SELECTED EXTRACT:
________________________

New Jersey Governor Chris Christie joined me today to discuss the latest developments swirling around Hillary Clinton and other issues including the Iran deal:
HH: Joined now by New Jersey Governor Chris Christie. Governor Christie, you’re the only prosecutor on that stage. Your reaction to the Hillary Clinton server and thumb drive being turned over to the Bureau?
CC: Well, I’m glad that the FBI has decided to step up and do their job here, and this Justice Department. As a former member of the Justice Department, you know, the thing they’ve got to stand for is what’s right. And let’s think about this now. This is a person in Hillary Clinton who was the leading diplomat in our country, didn’t use her office email, used a private server, deleted emails. If this was anybody else, this would have been done a long time ago. And so I’m glad they finally stepped up, and let’s get to the bottom of it. Classified information on that server would be a huge national security risk, and Secretary Clinton should have known that, but she cared more about averting the rules and applying her own rules to herself than she cared about following the law, apparently.
HH: In early March, Governor Christie, General Petraeus pled guilty to one count of unauthorized removal and retention of classified information in violation of 18 USC 1924. NPR noted at the time that former National Security Advisor Sandy Berger, former CIA director John Deutsch, had pled guilty to similar offenses in the past. Do you see any significant difference between what Petraeus, Berger and Deutsch did and what Hillary Clinton, Huma Abedin and Cheryl Mills have done?
CC: It doesn’t sound like it to me, no. And you know, let’s get the facts and look at everything that we need to look at, but no, it sounds no different. It sounds like there’s a double standard. And listen, the Clintons are used to getting double standards applied to them and getting the benefit of the doubt. And I think it’s almost because we’re numb. We’re numb to the things that happen with Hillary Clinton, and we shouldn’t be. And Hugh, I want all of our listeners today to think about it. Close your eyes for just a moment and think about what it would be like to have Hillary Clinton as president of the United States, and who do you want on that stage next fall debating her and holding her to account for her conduct? That’s what this race is about, in large measure, who’s going to be able to hold her to account.
HH: You know, I have talked earlier in the day with Marco Rubio and Donald Trump about this. The GOP is looking for someone who will bring a hammer to the Clinton idea of privilege, that there are two sets of rules. Are you that guy, Chris Christie?

________________________

INFORMATION SHOWN:
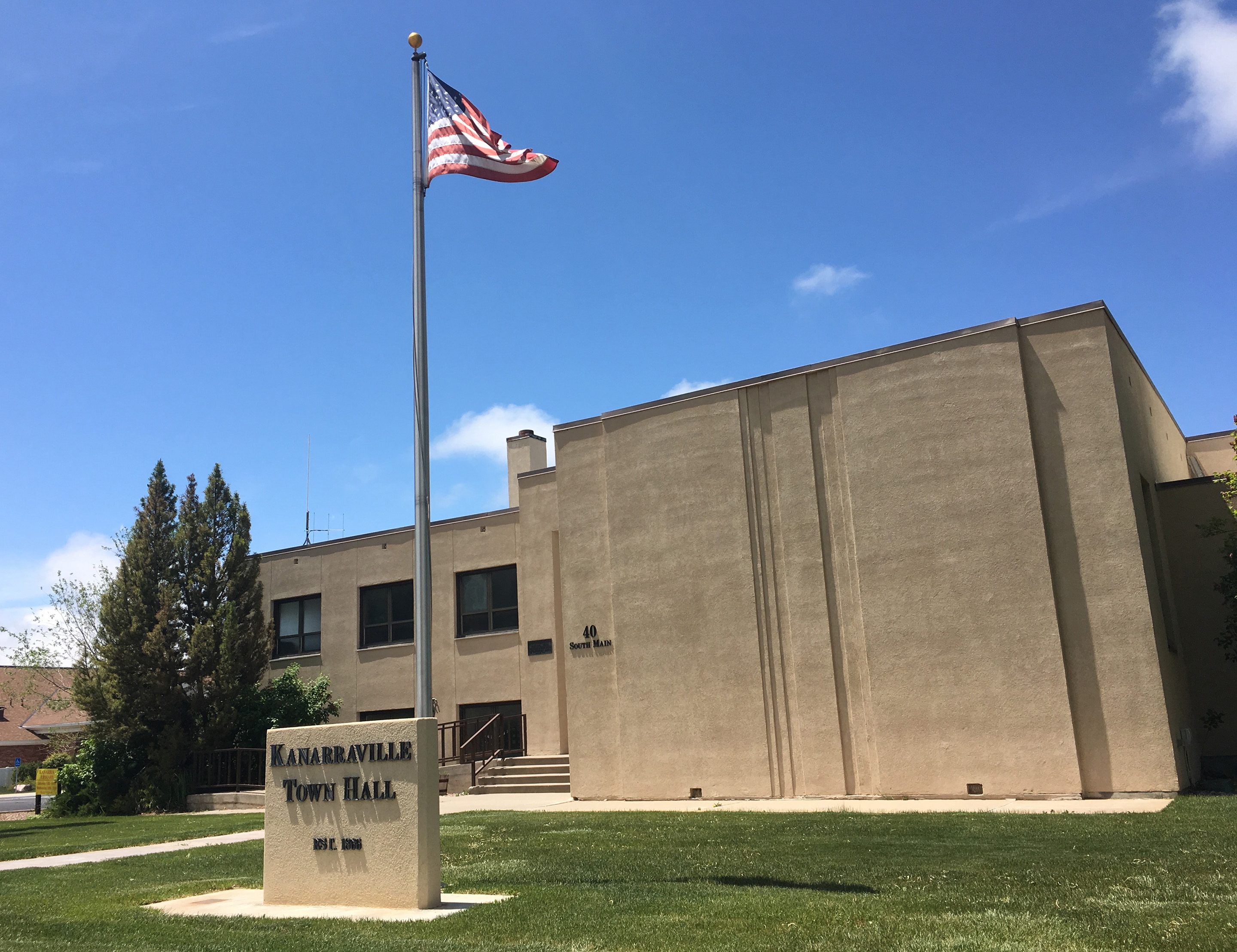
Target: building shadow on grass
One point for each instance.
(789, 885)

________________________

EXERCISE REQUIREMENTS:
Continue the interview with Governor Chris Christie about the Clinton email server from the point where it stops.

EXERCISE OUTPUT:
CC: There’s no question I am, and I’m the guy who’s been able to do that all throughout my career. Look at me in New Jersey, Hugh. We have fought against the Democrats in New Jersey every day. I’ve fought and vetoed more tax increases than anybody on that stage, vetoed more spending than anybody on that stage, stood up for what was right. I was a U.S. Attorney and prosecutor for seven years, prosecuting Democrats and Republicans. I’m the person to get up there, and I think people know that about me. I’m a fighter. I’m the person who has been willing to stand up. I was the first one to fight the teachers’ union in New Jersey, and I continue to fight them to this day. That’s the kind of person you want on the stage against Hillary Clinton, someone who’s been through these battles in the toughest media market in America for a Republican, the New York media market. And we’ve been able to do that over the course of my 13 years on that stage – seven years as the U.S. Attorney for New Jersey and six years as the governor. We’ve been fighting the good fight for what’s right, and I’m absolutely confident that if people give me that chance, we’re going to be able to do that against Hillary Clinton next fall.
HH: Chris Christie, you mentioned your time as U.S. Attorney. That brings up what Chuck Todd asked me about. Until Sunday, I was under the impression that you had been sworn in on September 10th. I guess the understanding, my understanding was not correct. You actually got the call on September 10th.
HH: How much confusion is there about that?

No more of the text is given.